**** Material supplied

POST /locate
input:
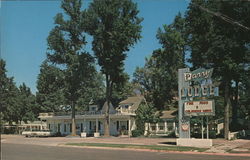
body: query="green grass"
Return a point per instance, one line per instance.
(152, 147)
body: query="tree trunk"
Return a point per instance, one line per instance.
(73, 120)
(226, 116)
(106, 120)
(235, 103)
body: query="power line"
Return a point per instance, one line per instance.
(224, 17)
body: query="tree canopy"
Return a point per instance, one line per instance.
(115, 27)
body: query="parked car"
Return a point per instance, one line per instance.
(37, 133)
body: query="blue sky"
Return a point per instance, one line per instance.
(25, 26)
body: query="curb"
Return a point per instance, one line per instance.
(164, 151)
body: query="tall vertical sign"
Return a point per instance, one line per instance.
(196, 84)
(184, 121)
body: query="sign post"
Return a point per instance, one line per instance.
(195, 85)
(184, 121)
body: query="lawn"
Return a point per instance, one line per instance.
(151, 147)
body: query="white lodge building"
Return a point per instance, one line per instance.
(122, 119)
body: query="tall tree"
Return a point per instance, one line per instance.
(8, 96)
(115, 27)
(66, 42)
(159, 75)
(50, 86)
(219, 44)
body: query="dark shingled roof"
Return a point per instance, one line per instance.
(169, 114)
(135, 101)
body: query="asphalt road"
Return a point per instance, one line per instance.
(36, 152)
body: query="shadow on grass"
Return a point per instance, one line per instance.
(169, 143)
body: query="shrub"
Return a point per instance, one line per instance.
(137, 133)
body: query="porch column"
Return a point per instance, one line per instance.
(157, 127)
(149, 125)
(165, 126)
(174, 125)
(84, 125)
(129, 127)
(96, 125)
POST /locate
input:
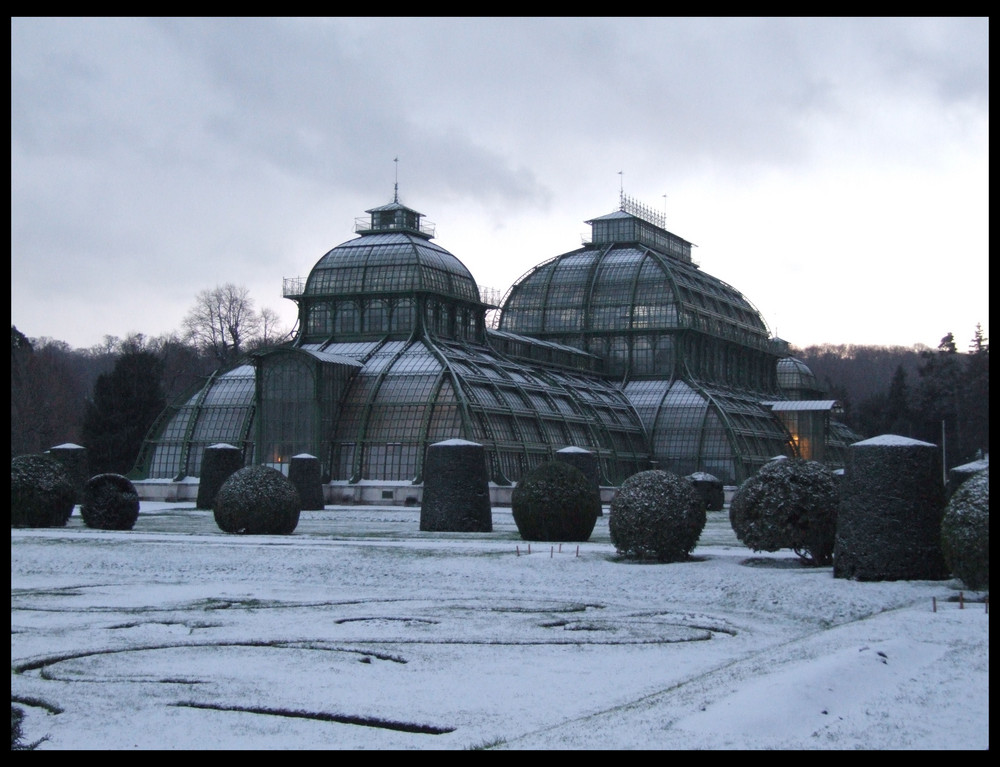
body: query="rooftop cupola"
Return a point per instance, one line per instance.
(634, 222)
(394, 217)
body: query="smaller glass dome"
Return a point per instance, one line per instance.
(797, 380)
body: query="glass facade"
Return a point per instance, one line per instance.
(623, 347)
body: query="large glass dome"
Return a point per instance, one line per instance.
(393, 255)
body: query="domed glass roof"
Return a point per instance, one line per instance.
(627, 288)
(393, 255)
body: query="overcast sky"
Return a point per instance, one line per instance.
(835, 171)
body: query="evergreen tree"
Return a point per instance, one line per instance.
(124, 405)
(974, 425)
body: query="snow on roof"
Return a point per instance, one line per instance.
(893, 439)
(703, 476)
(454, 442)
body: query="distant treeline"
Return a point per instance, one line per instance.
(111, 394)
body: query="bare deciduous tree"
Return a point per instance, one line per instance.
(222, 321)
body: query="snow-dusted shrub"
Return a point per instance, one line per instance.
(304, 473)
(257, 500)
(555, 502)
(218, 463)
(958, 474)
(965, 532)
(709, 489)
(41, 492)
(656, 515)
(790, 504)
(456, 489)
(110, 502)
(891, 505)
(74, 459)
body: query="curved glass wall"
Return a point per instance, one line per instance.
(222, 411)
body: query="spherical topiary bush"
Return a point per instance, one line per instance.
(110, 502)
(656, 515)
(257, 500)
(965, 532)
(41, 492)
(555, 502)
(788, 504)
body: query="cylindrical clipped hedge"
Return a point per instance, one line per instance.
(585, 461)
(965, 532)
(41, 492)
(456, 495)
(110, 502)
(788, 504)
(891, 505)
(257, 500)
(74, 459)
(656, 515)
(304, 473)
(709, 489)
(555, 502)
(219, 463)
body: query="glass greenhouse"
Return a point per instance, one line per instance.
(624, 347)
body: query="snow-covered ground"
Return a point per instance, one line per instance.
(361, 632)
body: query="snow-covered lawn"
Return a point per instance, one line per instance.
(361, 632)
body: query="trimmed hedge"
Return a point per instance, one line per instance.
(965, 532)
(456, 495)
(110, 502)
(303, 472)
(788, 504)
(891, 506)
(41, 492)
(656, 515)
(257, 500)
(555, 502)
(218, 464)
(586, 461)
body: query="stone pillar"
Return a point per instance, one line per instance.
(303, 471)
(217, 465)
(709, 489)
(456, 489)
(892, 503)
(585, 461)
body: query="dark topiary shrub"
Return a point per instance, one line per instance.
(217, 465)
(74, 459)
(257, 500)
(585, 461)
(789, 504)
(965, 532)
(110, 502)
(656, 515)
(555, 502)
(303, 472)
(41, 492)
(891, 504)
(456, 489)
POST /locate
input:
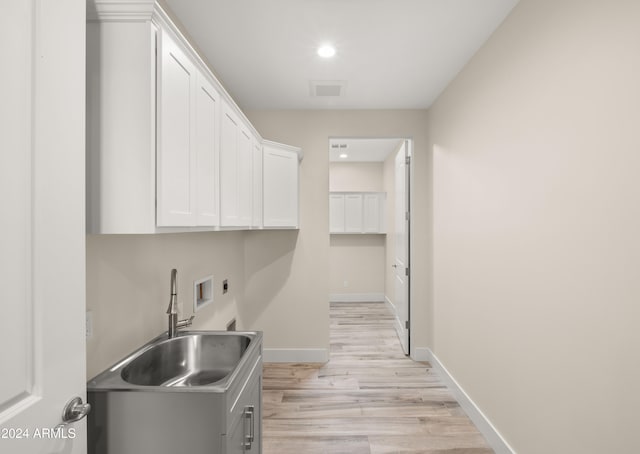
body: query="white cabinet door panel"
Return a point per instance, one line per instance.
(206, 150)
(176, 166)
(353, 213)
(336, 213)
(257, 184)
(280, 186)
(245, 177)
(229, 170)
(371, 214)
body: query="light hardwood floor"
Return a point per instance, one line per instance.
(369, 398)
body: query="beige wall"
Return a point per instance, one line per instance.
(355, 176)
(388, 183)
(356, 264)
(536, 221)
(279, 279)
(128, 287)
(298, 316)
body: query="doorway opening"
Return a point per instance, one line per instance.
(369, 225)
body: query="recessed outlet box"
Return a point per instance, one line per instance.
(202, 292)
(89, 325)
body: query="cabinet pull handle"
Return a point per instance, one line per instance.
(249, 412)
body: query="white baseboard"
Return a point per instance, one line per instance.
(295, 355)
(420, 354)
(495, 440)
(356, 297)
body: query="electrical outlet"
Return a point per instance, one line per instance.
(89, 325)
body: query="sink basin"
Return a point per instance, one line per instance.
(189, 360)
(193, 361)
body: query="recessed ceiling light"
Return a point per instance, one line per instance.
(326, 51)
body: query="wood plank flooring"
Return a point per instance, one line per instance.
(369, 398)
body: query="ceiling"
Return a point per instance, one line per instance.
(362, 150)
(391, 54)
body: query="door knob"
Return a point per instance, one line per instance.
(74, 411)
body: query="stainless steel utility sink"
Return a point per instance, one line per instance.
(199, 392)
(188, 360)
(191, 361)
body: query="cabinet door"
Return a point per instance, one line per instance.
(280, 187)
(245, 177)
(257, 184)
(353, 213)
(206, 150)
(336, 213)
(371, 213)
(229, 213)
(175, 164)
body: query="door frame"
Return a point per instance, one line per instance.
(409, 192)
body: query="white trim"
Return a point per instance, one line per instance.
(295, 355)
(356, 297)
(495, 440)
(420, 354)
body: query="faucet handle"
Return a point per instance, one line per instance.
(186, 322)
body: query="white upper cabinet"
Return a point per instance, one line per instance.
(372, 220)
(336, 213)
(280, 185)
(356, 212)
(176, 160)
(257, 217)
(168, 150)
(207, 140)
(353, 213)
(236, 157)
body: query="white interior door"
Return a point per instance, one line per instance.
(401, 264)
(42, 233)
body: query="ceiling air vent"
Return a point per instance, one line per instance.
(327, 88)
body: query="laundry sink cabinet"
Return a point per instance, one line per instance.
(132, 414)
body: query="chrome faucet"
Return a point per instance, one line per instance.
(172, 310)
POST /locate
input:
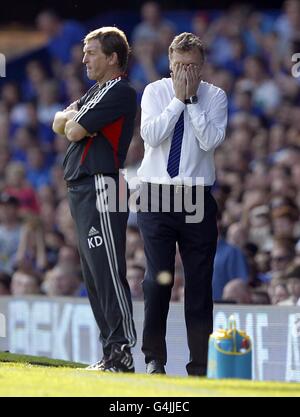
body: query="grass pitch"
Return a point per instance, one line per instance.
(43, 377)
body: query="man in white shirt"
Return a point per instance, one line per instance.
(183, 121)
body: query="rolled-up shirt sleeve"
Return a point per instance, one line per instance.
(209, 126)
(158, 124)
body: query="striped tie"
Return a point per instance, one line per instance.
(175, 150)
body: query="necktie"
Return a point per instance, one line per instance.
(175, 150)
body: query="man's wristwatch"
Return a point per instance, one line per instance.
(191, 100)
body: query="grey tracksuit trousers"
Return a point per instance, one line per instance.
(101, 235)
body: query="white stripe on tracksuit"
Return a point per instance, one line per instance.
(112, 260)
(92, 103)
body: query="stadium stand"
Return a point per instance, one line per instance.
(258, 165)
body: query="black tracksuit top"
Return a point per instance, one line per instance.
(109, 111)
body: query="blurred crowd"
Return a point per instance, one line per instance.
(249, 55)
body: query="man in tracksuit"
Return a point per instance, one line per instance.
(99, 127)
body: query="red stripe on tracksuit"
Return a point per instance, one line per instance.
(113, 133)
(86, 149)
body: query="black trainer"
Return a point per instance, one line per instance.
(120, 360)
(98, 366)
(155, 367)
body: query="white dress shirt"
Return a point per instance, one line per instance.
(204, 129)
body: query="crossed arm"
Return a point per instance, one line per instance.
(64, 124)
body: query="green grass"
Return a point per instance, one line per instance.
(43, 377)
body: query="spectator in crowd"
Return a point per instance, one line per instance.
(31, 254)
(237, 291)
(17, 186)
(278, 291)
(229, 263)
(24, 283)
(10, 232)
(62, 35)
(282, 255)
(5, 281)
(152, 23)
(38, 174)
(292, 278)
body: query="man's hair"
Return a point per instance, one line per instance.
(186, 42)
(112, 40)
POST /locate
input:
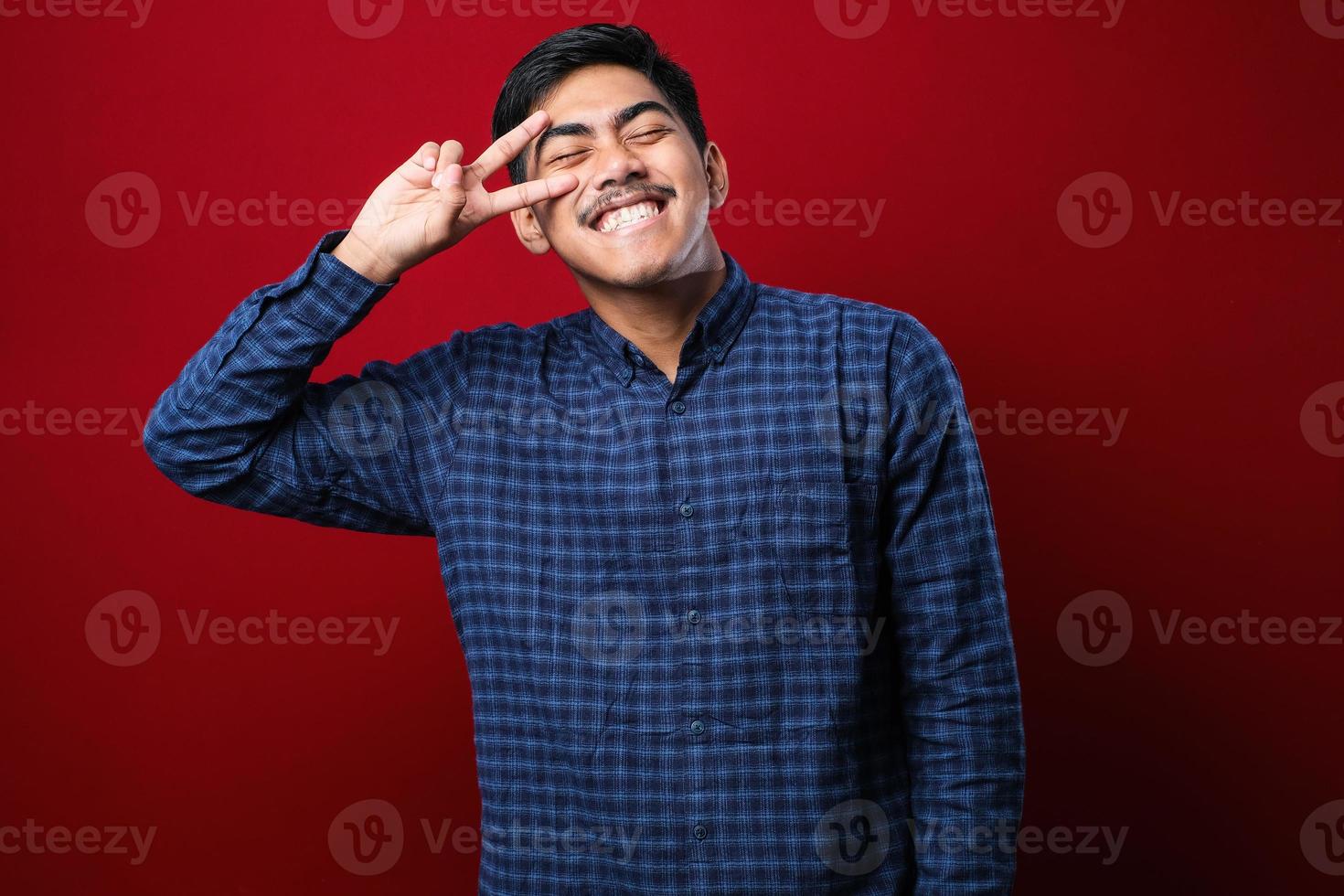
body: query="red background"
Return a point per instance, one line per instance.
(1211, 501)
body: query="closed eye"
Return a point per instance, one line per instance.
(655, 132)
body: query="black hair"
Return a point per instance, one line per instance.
(539, 73)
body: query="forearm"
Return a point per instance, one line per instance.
(964, 736)
(210, 426)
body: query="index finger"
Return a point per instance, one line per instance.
(508, 146)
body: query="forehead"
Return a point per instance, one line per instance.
(593, 93)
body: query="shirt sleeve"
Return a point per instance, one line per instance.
(961, 704)
(243, 427)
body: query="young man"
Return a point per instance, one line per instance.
(720, 554)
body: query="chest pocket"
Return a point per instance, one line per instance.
(809, 529)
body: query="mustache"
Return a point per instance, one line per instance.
(652, 191)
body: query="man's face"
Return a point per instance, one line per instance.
(645, 162)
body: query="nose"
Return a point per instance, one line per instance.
(618, 165)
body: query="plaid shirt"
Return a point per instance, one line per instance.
(745, 632)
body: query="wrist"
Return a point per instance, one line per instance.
(352, 252)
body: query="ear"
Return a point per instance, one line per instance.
(717, 175)
(528, 229)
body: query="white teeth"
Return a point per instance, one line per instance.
(628, 215)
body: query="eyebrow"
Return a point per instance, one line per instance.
(578, 129)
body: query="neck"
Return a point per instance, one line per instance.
(657, 318)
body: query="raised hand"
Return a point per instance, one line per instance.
(432, 202)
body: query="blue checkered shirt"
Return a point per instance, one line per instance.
(745, 632)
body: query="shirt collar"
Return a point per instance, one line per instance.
(717, 326)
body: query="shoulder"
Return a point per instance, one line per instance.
(857, 321)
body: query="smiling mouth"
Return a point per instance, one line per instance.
(625, 218)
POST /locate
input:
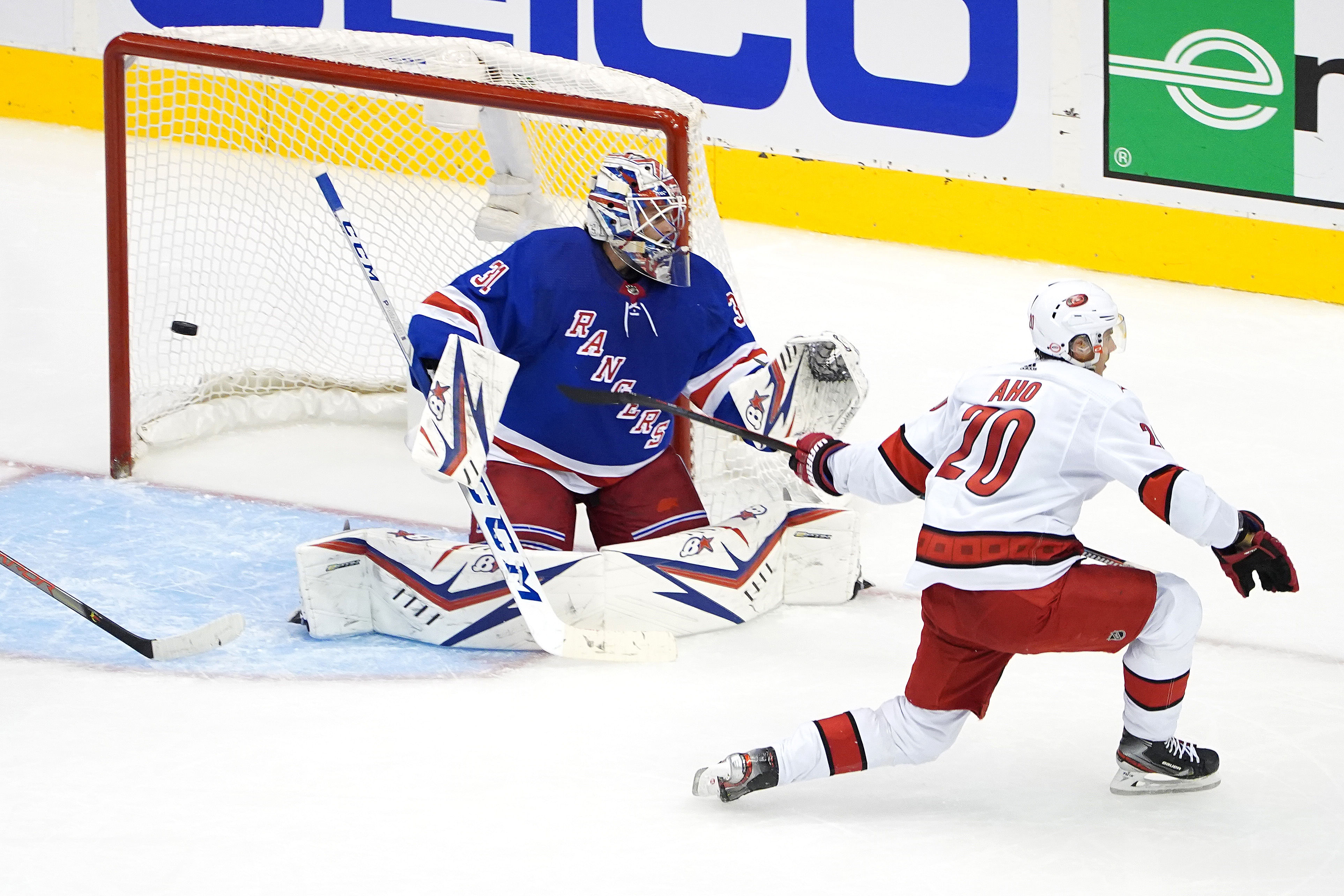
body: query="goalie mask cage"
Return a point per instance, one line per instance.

********

**Exercise:**
Please return every line of the rows above that contains the word "dark", treating case as significant.

**Written response:**
body: query="dark shingled roof"
body: query="dark topiary shrub"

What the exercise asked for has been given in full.